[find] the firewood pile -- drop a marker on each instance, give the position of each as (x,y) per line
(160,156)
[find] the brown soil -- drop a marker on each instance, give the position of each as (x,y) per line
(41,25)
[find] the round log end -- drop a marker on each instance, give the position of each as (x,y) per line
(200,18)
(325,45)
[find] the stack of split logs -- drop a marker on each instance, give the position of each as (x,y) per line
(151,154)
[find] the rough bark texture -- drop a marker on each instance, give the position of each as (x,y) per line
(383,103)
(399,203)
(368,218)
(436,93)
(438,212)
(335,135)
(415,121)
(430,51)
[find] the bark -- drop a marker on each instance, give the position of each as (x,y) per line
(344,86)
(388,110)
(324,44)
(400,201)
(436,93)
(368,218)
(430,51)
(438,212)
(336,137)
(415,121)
□ □ □ □
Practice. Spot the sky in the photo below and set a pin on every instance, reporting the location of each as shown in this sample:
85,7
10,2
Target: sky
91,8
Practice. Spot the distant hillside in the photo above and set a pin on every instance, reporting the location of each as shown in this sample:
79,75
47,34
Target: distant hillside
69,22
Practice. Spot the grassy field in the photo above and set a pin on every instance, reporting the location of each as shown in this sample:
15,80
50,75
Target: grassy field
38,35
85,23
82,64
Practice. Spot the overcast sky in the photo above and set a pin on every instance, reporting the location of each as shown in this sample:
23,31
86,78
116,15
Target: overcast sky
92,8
□ □ □ □
> Task to complete
What lines of the listing above hold "Spot"? Copy all of them.

> Exercise output
Practice. Spot the sky in the photo below and set a pin on every instance, reporting the location of each as shown in this sample:
Practice. Spot the distant hillside in the photo above and set a pin on every instance, reporting the location of each as shown in this sample:
Practice. Spot the grassy field in the photo above and set a pin on every instance, reporting the location of each as shown in this sample:
Practice. Spot the overcast sky in the photo above and set a pin on every instance, reporting the location of each as shown in this sample:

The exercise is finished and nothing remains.